- Passage for review -
/---

To re-emphasize: Hermes is a tiny, simple, model, and only trained on data that we experimentally generated ourselves, yet it is competitive when evaluated against (last week’s) state-of-the-art with enormous and diverse test sets.

Figure 5. Hermes performance compared with Boltz2 performance on three benchmarks.

The Takeaway

How can you tell what’s good?

We are always thinking about models cheating over here. We feel the long-term promise of modern machine learning methods is undercut when cheating models convince all of us that they’re better than they really are - and about a month ago we published work showing that chemists have such a distinctive chemistry style that models can cheat off the style rather than learning the physics of small molecule binding (ref 6, ref 7). So-called “shortcut learning” of this kind is a fundamental and commonplace stumbling block in the way of applying machine learning to many of our most critical biological questions.

Aggregating datasets from many chemists with distinctive styles is exactly the kind of data you get when you train on ChEMBL, and what you might also get from legacy data in private hands – the training data used by the majority of teams building models for PLI. This cheating is very challenging to discover if you train on such data and test on molecules made by chemists in your training set. If your model knows what active molecules from a particular chemist look like, it’s pretty easy for it to pick similar ones out of a validation set lineup without ever having to understand binding physics.

To avoid being misled during evaluation, we think you need at least some molecules made by chemists not represented in your training set (with different signature styles) and good binding labels. We think you need a lot of labels, and maybe a lot of signature styles too. For a trustworthy appraisal, we think you need more than anyone’s shown so far.

Massive data collection, with an eye towards eliminating bias, is going to revolutionize predictive chemistry

To our knowledge, this is by far the largest and most diverse set of validation examples publicly evaluated by any computational PLI study.

Moreover, to our knowledge, this is the first demonstration of positive prediction of binding interactions on large public collections by a model trained solely on data generated experimentally by a single group.

​​Lots of people we talk to bag on the DEL technology we use here. “Too noisy,” they say. “Not reproducible.” “False negatives!” It is not clear to us that other methods are any better (the compound mislabeling rate of chemical libraries with one tube per molecule has been reported to be as high as 30%, ref 15), and none are as scalable. As our work shows, models trained on quality DEL data are capable of generalizing to non-DEL corners of chemical space.

\---

- Collected data -
/---

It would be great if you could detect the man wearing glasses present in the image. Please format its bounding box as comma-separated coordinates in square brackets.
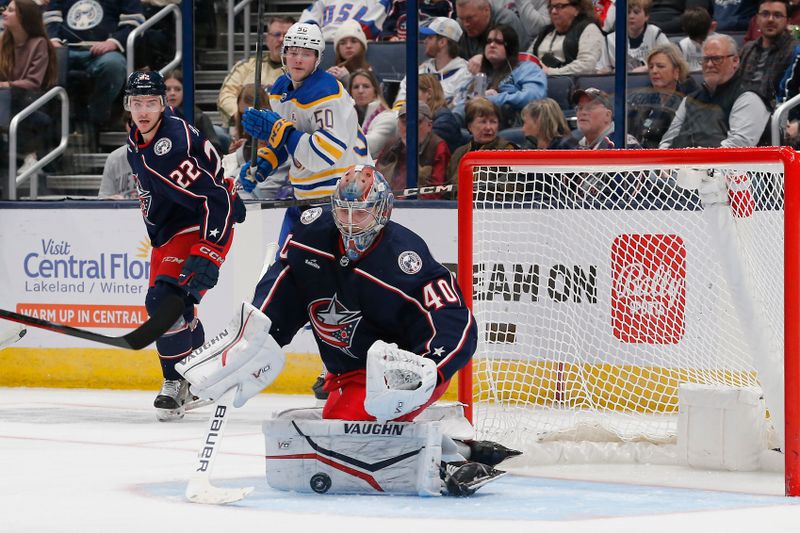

\---

- Activity 1 -
Retype the Hermes passage from "Massive data collection, with" up to and including "computational PLI study.".
- Activity 2 -
According to the Hermes passage, how high has the compound mislabeling rate of chemical libraries with one tube per molecule been reported to be?

- Worked solution 1 -
Massive data collection, with an eye towards eliminating bias, is going to revolutionize predictive chemistry

To our knowledge, this is by far the largest and most diverse set of validation examples publicly evaluated by any computational PLI study.

- Worked solution 2 -
As high as 30%.